═════ Extracted records

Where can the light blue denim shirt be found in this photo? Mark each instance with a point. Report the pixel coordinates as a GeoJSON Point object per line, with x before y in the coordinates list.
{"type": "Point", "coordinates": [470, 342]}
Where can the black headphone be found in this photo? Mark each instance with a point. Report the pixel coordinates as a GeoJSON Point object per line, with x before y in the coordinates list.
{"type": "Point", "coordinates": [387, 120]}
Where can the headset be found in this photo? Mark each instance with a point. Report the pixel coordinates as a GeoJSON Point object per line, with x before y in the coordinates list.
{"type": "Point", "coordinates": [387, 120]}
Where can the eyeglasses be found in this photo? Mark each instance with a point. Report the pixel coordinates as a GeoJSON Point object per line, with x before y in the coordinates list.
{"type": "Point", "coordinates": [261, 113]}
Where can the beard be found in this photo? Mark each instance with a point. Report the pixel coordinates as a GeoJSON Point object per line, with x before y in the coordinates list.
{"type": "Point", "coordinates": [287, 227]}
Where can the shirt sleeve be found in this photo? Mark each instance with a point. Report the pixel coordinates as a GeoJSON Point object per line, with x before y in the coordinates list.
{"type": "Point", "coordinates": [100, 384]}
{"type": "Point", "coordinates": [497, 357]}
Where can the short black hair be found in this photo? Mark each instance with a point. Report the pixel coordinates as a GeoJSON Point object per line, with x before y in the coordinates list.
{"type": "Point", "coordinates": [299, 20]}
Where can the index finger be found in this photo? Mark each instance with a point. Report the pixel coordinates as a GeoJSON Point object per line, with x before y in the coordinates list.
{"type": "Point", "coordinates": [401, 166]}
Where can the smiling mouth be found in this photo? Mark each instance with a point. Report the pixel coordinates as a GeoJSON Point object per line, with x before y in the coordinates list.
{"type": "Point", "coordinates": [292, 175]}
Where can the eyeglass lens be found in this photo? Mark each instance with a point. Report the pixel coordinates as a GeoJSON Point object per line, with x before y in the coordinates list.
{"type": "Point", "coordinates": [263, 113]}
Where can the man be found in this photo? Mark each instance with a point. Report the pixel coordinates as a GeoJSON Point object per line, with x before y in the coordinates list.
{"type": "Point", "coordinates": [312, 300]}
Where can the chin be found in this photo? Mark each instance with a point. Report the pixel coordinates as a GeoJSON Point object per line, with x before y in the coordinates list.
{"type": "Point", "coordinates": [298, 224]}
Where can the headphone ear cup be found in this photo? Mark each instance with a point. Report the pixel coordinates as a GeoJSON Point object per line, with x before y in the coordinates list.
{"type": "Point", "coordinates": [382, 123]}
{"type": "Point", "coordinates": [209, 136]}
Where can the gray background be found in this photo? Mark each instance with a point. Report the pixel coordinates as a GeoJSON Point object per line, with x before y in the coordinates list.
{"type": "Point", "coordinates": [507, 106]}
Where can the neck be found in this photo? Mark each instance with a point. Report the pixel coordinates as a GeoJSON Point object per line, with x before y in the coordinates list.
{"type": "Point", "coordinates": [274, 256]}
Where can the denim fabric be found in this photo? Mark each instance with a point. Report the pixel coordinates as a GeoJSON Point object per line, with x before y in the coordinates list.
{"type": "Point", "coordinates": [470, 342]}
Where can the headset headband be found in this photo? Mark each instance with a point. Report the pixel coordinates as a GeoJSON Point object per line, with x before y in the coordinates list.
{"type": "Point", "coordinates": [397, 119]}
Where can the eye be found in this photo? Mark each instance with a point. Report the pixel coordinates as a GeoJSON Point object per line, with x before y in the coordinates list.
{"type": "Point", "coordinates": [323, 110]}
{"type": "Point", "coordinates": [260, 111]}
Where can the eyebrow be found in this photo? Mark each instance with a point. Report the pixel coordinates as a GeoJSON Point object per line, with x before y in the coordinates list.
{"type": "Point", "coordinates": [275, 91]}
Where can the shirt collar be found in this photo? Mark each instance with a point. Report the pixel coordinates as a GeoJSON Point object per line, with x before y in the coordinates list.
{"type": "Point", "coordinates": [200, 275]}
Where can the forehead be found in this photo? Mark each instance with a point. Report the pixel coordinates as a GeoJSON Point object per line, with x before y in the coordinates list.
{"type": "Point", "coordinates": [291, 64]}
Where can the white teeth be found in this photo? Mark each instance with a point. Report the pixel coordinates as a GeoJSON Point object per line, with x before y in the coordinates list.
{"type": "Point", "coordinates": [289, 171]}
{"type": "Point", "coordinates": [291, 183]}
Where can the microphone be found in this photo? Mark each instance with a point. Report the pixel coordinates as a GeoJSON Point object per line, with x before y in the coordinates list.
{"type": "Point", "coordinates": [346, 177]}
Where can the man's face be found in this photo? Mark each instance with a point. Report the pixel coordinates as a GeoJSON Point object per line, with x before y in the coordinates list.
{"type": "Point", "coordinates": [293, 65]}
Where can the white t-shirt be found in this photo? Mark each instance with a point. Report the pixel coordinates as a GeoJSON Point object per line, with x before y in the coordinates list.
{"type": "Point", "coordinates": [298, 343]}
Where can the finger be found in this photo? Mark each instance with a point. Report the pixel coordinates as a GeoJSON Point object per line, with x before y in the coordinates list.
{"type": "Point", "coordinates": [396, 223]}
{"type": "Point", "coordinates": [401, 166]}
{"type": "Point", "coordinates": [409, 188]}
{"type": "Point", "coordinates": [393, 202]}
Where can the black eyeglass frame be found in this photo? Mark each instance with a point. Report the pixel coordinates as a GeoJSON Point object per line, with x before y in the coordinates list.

══════════

> [Given instruction]: Reproduce each line verbatim.

> [The result]:
Where can the light blue denim shirt be found in this photo? Mark each instance with a point. Report the pixel coordinates as a GeoJSON Point object per line, with x before y in the coordinates list.
{"type": "Point", "coordinates": [470, 342]}
Where can the black headphone be found in this photo? Mark each instance with a point. Report the pixel coordinates as a GeoJSON Point object per line, with x before y in the coordinates list.
{"type": "Point", "coordinates": [387, 120]}
Where can the headset be found in this photo? Mark each instance with a point. Report the pixel coordinates as a GeoJSON Point object per line, with x before y in the coordinates list.
{"type": "Point", "coordinates": [387, 120]}
Where can the eyeglasses be found in this photo? Mark each instance with a point. Report the pixel coordinates as a GeoJSON Point object per line, with x before y in the coordinates list.
{"type": "Point", "coordinates": [261, 113]}
Where can the beard be found in this photo? Mark each instance with a point. Report the pixel coordinates as a GeoJSON Point object per line, with x before y in the coordinates list.
{"type": "Point", "coordinates": [287, 227]}
Where can the shirt sleeve be found in this photo? Mark each instance with a point. Report the pixel coordinates as a GeoJSON Point object per line, with x before y in the coordinates list.
{"type": "Point", "coordinates": [100, 384]}
{"type": "Point", "coordinates": [497, 357]}
Where can the short black hair be found in this photo? Mark each instance with a point. Report the pixel coordinates as a GeoJSON Point object per line, with x before y in the coordinates list.
{"type": "Point", "coordinates": [299, 20]}
Where can the index finger be found in this photo? Mark each instance with a point. Report the pixel coordinates as a GeoJSON Point object per line, with x before y in the coordinates list.
{"type": "Point", "coordinates": [401, 166]}
Where can the smiling mouth be found in this photo? Mark each instance with a point. Report the pixel coordinates as a GeoJSON Point object per line, with x before y in the coordinates list.
{"type": "Point", "coordinates": [292, 175]}
Where can the eyeglass lens be found in this photo? Mark each instance with a point. Report the pixel coordinates as a GeoJSON Point object per line, with x before y in the coordinates list.
{"type": "Point", "coordinates": [263, 113]}
Where can the man be found in this photo? Mark each instance with a point. Report the pixel coordinates as a GeoJSON Point object per line, with x before y in the coordinates list.
{"type": "Point", "coordinates": [312, 300]}
Where can the chin be found in this photo? Mark each instance with a point. Report the pixel coordinates as a GeoJSON Point object per line, with x before y in the coordinates list.
{"type": "Point", "coordinates": [298, 224]}
Where can the headphone ear cup be found in this photo? Mark each instance with a point. Report the pixel coordinates as a GeoJSON Point object per line, with x before y in the coordinates list.
{"type": "Point", "coordinates": [382, 123]}
{"type": "Point", "coordinates": [209, 136]}
Where can the gray background be found in this photo? Mark each instance with a point. Report the pixel coordinates as a GeoJSON Point object per line, with x before y in the coordinates list.
{"type": "Point", "coordinates": [507, 106]}
Where can the neck be found in this photo? Mark each instance with a point. Report the pixel coordinates as a GeoJSON Point object per line, with x before y in the coordinates list.
{"type": "Point", "coordinates": [274, 256]}
Where can the denim fabric be found in this photo? Mark each instance with a point. Report the pixel coordinates as a GeoJSON Point object per line, with x before y in the coordinates list.
{"type": "Point", "coordinates": [470, 342]}
Where can the headset headband be found in this photo? Mark each instance with a point. Report the pixel coordinates as a GeoJSON Point object per line, with x before y in the coordinates list.
{"type": "Point", "coordinates": [397, 119]}
Where can the eye be found in this photo? Mark each instance with a point. Report the pixel coordinates as a GeoJSON Point object per line, with x before y in the coordinates list.
{"type": "Point", "coordinates": [323, 110]}
{"type": "Point", "coordinates": [260, 111]}
Where can the eyebrow be found in this photo? Mark each instance with a point. Report the pixel coordinates as a GeoJSON Point object per line, with x before y in the coordinates list.
{"type": "Point", "coordinates": [275, 91]}
Where can the shirt collar be found in this photo? Mark each instance with a point. Report the pixel coordinates as a GeoJSON Point object per line, with x before y in the coordinates list.
{"type": "Point", "coordinates": [200, 275]}
Where can the forehead be found in this photo? Mark each instance with a point. Report the pixel coordinates as a GeoJSON Point object per line, with x before y in the coordinates list.
{"type": "Point", "coordinates": [291, 64]}
Where can the white teeth be found in this photo? Mark each instance with a point. Report the pixel coordinates as a GeoJSON Point object per line, with x before y in the coordinates list.
{"type": "Point", "coordinates": [289, 171]}
{"type": "Point", "coordinates": [291, 183]}
Where can the microphone be found in this photo? Mark each instance with a point. Report the pixel coordinates as a GeoJSON Point object per line, with x before y in the coordinates list.
{"type": "Point", "coordinates": [346, 177]}
Where can the man's face be found in this photo? Mark each instance with a point. Report the pixel coordinates as a GeoJSON Point object per line, with x before y in the coordinates list.
{"type": "Point", "coordinates": [293, 65]}
Where can the white t-shirt be found in this photo? Mark each instance with a point. Report the pixel coordinates as a GeoJSON Point object per line, with x before y in the coordinates list.
{"type": "Point", "coordinates": [298, 343]}
Where can the finger be found in this photo? Mark each instance with a point. Report the pixel coordinates as a GeoJSON Point object per line, with x before y in the coordinates list.
{"type": "Point", "coordinates": [396, 223]}
{"type": "Point", "coordinates": [401, 166]}
{"type": "Point", "coordinates": [409, 188]}
{"type": "Point", "coordinates": [393, 202]}
Where can the black eyeglass frame be found in this photo? Mark each instance with a point. Report the pixel coordinates as a GeoJSON Point object per line, with x before y in the coordinates list.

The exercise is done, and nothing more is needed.